## WRITTEN INSTRUCTION 1
In the parliamentary debate excerpt, how many more workers did the Minister say were in employment than when the National Government first came into office?
## WRITTEN INSTRUCTION 2
Pick up the parliamentary debate excerpt after its final sentence and carry the speech forward.

## SOURCE
↓↓↓
I submit, finally, that there is no solution of the unemployment problem in Wales and Monmouthshire unless something is done to revive the basic and fundamental industry of coal production. Trading estates have found employment for only a few people, and no one will say that they will ever become a permanent feature of our industrial life in South Wales or make any substantial contribution to a reduction in the number of unemployed. This will be done only by reviving the basic industry of coal-mining, which has made its contribution to the prosperity of Great Britain. We ought not to be under the obligation of having to listen to repeated attacks upon the unemployed that they do not want work. Offer them work. You cannot do it, and, unless you can, you have no right to slander and malign people who have made such a contribution to the prosperity of this country. While I am a Member of this House I shall persist in opposing any of the dirty attacks which are made by renegade Liberals upon the people I represent.
§ 7.39 p.m.
§ Mr. Trevor Cox
The hon. Member for Abertillery (Mr. Daggar), who has just addressed the Committee, has directed some scarcely complimentary appellations to the Minister of Labour, but I do not think they will dislodge any of the solid and reliable facts which the right hon. Gentleman gave to the Committee. The Minister made it clear that there has been a substantial improvement in regard to the general problem of employment. He told us that there were now 2,611,000 more workers in employment than when the National Government first came into office. That is a very substantial improvement and will no doubt be welcomed in all quarters of the Committee. I was very glad to hear that there was recently an improvement in the textile trade, as many of my constituents are engaged in that important industry. The Minister also gave the Committee the encouraging news that there are now 286,500 fewer persons unemployed than there were this time last year. That again gives us considerable cause for encouragement. I also 117 welcome the statement made by the Minister with regard to the improvement in industrial relations. There have been, as he said, fewer labour disputes in this country than for many years—a very satisfactory report. I also welcome the statement with regard to the collective agreements in connection with holidays with pay. All these statements show that there has been a steady improvement in the policy of social reform and the Minister's speech showed that remarkable progress has been made in all these respects.
The hon. Member for Aberdare (Mr. G. Hall) spoke as if the Government had taken no steps whatever to assist the trade of the country and indirectly to assist in reducing unemployment. That, of course, is quite untrue. The most realistic and practical way to help those who are without work is to encourage the development of industry so that its expansion may draw back men and women to their former trades or encourage them to enter new industries. By fostering improved industrial conditions, by encouraging a higher level of industrial and commercial efficiency, by promoting better business organisation; by such measures the unemployed are assisted in a practical manner. That has been the policy of the Government during the past seven years. Much important legislation has been placed on the Statute Book during those years. Coal, cotton, shipping, agriculture, iron and steel, and many other important industries, have benefited by this legislation. A series of trade agreements with foreign countries, numbering I think about 20, has helped to find enlarged markets for our manufacturers and producers. In this way industry and employment have been given facilities for expansion.
↑↑↑
## RECORD SET
↓↓↓
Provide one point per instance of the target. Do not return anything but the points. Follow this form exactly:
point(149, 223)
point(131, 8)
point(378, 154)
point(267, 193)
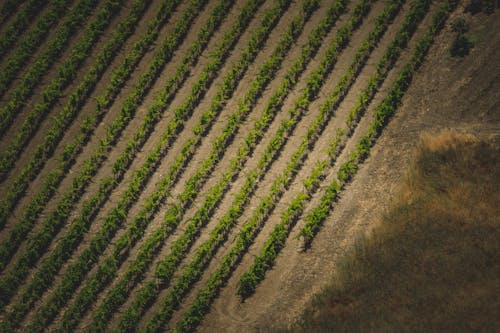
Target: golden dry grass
point(433, 263)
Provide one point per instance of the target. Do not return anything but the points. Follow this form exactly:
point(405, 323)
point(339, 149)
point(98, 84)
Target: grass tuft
point(433, 263)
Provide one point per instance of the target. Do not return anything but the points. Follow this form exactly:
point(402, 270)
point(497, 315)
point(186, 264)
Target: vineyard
point(156, 153)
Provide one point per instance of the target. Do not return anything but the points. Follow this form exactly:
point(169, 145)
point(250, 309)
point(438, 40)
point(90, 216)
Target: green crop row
point(30, 42)
point(383, 114)
point(23, 18)
point(9, 7)
point(277, 239)
point(22, 227)
point(173, 216)
point(70, 241)
point(115, 218)
point(203, 255)
point(42, 240)
point(268, 203)
point(150, 290)
point(7, 160)
point(60, 214)
point(135, 232)
point(40, 66)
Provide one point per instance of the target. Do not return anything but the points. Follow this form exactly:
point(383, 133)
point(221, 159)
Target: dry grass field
point(206, 165)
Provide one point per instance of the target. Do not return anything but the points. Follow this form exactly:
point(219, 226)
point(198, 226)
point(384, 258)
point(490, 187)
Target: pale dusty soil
point(457, 93)
point(446, 93)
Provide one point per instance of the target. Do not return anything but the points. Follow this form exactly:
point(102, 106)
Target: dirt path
point(444, 94)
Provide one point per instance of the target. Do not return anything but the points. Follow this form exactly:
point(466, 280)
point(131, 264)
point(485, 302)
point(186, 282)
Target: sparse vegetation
point(432, 263)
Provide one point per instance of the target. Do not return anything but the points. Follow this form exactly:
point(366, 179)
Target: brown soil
point(446, 93)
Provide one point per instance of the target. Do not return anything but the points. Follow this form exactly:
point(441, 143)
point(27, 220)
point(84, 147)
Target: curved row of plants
point(277, 239)
point(23, 18)
point(383, 113)
point(30, 42)
point(43, 278)
point(60, 214)
point(119, 293)
point(204, 254)
point(114, 219)
point(25, 87)
point(107, 271)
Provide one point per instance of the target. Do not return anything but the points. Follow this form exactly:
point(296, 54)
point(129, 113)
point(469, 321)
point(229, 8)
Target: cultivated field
point(156, 156)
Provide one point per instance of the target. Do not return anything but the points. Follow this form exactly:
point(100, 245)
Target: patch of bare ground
point(205, 147)
point(178, 100)
point(52, 73)
point(342, 64)
point(446, 93)
point(230, 153)
point(100, 130)
point(27, 154)
point(43, 11)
↑↑↑
## WRITTEN REPLY 1
2,611,000

## WRITTEN REPLY 2
Will the hon. Member tell us what agreement has been ratified by the Government with any foreign country in regard to the export of coal or textiles?
§ Mr. Cox
I am quite prepared to deal with that point. Take the textile trade; the Anglo-American Trade Treaty is a notable example. Let me give the Committee one or two details with regard to the concessions which have been made by the United States to the United Kingdom. On £23,000,000 worth of dutiable goods exported to the United States by this 118 country reductions were secured on £11,000,000.
The Temporary Chairman (Lieut.-Colonel Sir A. Lambert Ward)
I do not think that that comes strictly under the Ministry of Labour's Vote. The hon. Member may refer to it by way of example, but he must not go into the details of the trade agreement.
§ Mr. Cox
I shall not continue on that subject except to say that the total imports of the United Kingdom in 1936 amounted to about £40,000,000, and the concessions to the United States cover trade valued at some £27,000,000, or about two-thirds of the total. That shows that industry did benefit by the agreement which was made with America.
Now I wish to turn to the very valuable work that has been done by the community councils in assisting the Commissioner for the Special Areas in his work. These councils have established social and educational clubs; they have set up instructional services to encourage an interest in handicrafts, physical training, drama, music, and other educational subjects; they have promoted facilities for sport, holiday homes and camps, and also organised schools and training courses for these purposes. Recently, I was discussing some of these questions with a prominent social welfare worker, and he pointed out to me that the unemployed man, as soon as he loses his work, is isolated from the community; he is able to take no part in community life, and, worst of all, he feels he is making no contribution to it.
Large numbers of men, when normally employed, are members of political, social and sports clubs, and religious organisations, and one result of unemployment, with all its unhappy concomitants of poverty, shabbiness and inferiority complex, is that they abandon their old interests and withdraw into a segregated life. The social welfare worker with whom I was discussing the matter said, "We believe that our major task is to break down that segregation, to attempt to restore to unemployed persons something that approximates to normal social community life, to build up their self-confidence, to restore their self-respect, and to rekindle old interests and stimulate and awaken new interests." I cannot pay too high a tribute to those community 119 councils in encouraging the setting up of social welfare centres which have accomplished such useful work.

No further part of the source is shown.